*** Page ***

Friday, August 16, 2024

Telling a Crooked Story: A Continuing Review of Shepherds for Sale

 

In a time of deepening trouble, division, lies, unfaithfulness, power grabs—that may become worse, the Church of Jesus Christ, her people, are called not only to love one another but to also lift up each other in prayer and thankfulness—they are also called to uphold righteousness and truth. Love “does not rejoice in unrighteousness, but rejoices with the truth (I Cor. 13:6).

I am reading Megan Basham’s new book, Shepherds for Sale: How Evangelical Leaders traded the Truth for a Leftist Agenda. My intention was to write a review of it, but after seeing how complex that would be for me, with a great deal of research, I have decided to write several posts on it. This first one will be on chapter 3. “Hijacking the Pro-Life Movement.” I will return to the earlier chapters in future posts.

In her usual method, Basham begins with a tale of someone she admires, and the lady is certainly admirable in her work for the Lord. But then she goes on to contrast that person with others she defames. And while we read the personal stories of those she admires we read few personal details about those Basham attacks.

***

**Objective 1**
Answer these from the post:
(a) Who wrote Shepherds for Sale?
(b) Which chapter number and title does this first post cover?
(c) What Bible reference is cited for the statement about love and truth?

*** Data provided ***

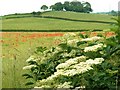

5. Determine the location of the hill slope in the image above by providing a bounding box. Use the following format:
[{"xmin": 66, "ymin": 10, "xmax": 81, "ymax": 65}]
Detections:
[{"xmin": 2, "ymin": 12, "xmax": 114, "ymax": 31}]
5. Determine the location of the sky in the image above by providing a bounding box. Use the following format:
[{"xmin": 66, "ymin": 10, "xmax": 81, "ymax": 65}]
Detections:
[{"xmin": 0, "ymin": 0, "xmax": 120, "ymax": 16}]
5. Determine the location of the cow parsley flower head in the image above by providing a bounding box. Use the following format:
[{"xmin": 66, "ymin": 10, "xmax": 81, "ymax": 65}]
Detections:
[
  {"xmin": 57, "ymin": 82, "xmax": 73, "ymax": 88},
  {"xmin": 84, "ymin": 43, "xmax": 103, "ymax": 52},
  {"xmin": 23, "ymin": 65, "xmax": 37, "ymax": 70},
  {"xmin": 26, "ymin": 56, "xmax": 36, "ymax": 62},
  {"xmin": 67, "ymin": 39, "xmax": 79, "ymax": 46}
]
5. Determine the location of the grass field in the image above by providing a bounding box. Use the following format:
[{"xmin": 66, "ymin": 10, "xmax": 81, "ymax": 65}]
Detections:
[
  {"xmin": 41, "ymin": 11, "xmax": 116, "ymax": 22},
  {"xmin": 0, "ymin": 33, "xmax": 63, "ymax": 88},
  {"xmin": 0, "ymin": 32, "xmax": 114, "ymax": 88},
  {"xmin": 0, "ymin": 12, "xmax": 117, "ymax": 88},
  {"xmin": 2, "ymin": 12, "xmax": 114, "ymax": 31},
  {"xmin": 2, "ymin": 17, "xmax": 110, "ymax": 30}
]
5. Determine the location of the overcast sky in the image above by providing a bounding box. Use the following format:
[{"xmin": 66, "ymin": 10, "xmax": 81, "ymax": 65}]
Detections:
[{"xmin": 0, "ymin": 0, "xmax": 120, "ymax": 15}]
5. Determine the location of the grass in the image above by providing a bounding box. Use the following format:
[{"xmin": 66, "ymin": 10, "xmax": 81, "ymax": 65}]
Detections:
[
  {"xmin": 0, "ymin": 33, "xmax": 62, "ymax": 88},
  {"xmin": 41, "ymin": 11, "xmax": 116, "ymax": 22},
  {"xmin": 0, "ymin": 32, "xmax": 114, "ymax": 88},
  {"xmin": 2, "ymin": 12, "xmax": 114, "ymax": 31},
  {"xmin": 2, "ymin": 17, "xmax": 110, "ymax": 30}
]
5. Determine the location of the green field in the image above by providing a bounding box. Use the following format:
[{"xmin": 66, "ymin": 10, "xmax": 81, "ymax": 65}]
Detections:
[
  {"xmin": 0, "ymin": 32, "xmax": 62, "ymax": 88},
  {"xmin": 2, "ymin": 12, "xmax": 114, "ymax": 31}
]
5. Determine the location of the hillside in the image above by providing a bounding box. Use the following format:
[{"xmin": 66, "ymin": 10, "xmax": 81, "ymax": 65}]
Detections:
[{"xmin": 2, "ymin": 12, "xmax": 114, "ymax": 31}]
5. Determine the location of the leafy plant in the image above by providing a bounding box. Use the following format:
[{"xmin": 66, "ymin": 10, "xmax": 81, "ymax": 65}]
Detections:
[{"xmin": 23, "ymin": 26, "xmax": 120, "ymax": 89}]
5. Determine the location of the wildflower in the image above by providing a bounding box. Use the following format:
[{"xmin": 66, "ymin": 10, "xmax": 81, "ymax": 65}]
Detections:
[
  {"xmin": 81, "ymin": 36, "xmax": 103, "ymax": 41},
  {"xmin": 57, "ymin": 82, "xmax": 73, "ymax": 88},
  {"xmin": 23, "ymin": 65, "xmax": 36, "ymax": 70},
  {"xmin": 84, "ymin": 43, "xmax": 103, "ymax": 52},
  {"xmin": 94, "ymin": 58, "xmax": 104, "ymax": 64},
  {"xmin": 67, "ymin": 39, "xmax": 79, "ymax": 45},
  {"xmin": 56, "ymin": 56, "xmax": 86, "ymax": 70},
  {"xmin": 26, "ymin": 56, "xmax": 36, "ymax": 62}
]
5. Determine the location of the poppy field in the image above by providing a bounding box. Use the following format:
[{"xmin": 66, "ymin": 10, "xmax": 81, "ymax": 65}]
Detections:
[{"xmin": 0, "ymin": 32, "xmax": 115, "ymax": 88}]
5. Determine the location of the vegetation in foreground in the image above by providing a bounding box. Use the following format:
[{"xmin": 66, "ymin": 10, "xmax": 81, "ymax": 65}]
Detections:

***
*** Data provided ***

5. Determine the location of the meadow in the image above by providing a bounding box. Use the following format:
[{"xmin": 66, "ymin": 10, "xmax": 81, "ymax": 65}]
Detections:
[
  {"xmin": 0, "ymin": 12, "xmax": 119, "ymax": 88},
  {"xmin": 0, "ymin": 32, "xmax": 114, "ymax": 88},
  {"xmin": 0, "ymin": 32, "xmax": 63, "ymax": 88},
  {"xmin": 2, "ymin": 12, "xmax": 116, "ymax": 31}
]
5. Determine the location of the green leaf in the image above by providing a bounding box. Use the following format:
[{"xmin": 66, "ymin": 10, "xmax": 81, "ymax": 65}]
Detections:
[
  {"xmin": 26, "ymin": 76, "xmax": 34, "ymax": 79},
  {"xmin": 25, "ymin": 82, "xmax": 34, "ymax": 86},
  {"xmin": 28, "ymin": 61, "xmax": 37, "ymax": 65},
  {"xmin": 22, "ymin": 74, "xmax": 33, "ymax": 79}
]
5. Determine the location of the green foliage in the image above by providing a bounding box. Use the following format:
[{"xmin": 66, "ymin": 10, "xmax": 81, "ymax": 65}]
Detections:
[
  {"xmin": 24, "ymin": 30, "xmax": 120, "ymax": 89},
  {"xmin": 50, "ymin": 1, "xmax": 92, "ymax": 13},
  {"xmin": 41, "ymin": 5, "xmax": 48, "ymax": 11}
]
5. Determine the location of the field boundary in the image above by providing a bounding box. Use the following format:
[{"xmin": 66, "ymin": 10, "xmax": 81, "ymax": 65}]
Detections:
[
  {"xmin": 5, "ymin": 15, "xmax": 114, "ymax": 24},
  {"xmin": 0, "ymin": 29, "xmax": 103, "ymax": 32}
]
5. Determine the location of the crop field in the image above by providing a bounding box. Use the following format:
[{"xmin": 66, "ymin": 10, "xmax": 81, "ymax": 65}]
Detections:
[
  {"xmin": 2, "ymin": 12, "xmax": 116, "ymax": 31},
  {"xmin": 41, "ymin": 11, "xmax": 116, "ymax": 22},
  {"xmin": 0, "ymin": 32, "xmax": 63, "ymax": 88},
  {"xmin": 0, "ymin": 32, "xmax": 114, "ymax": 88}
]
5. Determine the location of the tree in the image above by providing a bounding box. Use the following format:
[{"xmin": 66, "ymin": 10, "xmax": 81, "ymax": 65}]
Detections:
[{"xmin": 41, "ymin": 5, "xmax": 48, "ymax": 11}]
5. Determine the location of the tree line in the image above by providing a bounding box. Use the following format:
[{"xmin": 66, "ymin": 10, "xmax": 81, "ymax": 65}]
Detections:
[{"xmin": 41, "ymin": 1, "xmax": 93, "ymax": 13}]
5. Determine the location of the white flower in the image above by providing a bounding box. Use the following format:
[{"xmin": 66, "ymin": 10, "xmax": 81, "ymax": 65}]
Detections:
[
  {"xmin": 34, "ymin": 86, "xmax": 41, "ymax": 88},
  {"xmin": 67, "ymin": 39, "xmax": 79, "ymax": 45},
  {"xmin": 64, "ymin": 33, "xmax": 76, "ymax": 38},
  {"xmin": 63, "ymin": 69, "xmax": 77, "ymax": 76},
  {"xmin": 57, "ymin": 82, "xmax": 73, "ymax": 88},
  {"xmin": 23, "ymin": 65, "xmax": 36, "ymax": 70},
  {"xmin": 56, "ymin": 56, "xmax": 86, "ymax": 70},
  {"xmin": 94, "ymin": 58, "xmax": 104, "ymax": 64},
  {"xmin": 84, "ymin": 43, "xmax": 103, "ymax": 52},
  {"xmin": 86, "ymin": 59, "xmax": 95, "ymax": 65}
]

***

**Objective 2**
How many lines of the records contain the string "green"? Case counts. Reply with the number only.

**Expected output 1**
(a) Megan Basham
(b) Chapter 3, "Hijacking the Pro-Life Movement."
(c) I Cor. 13:6

**Expected output 2**
3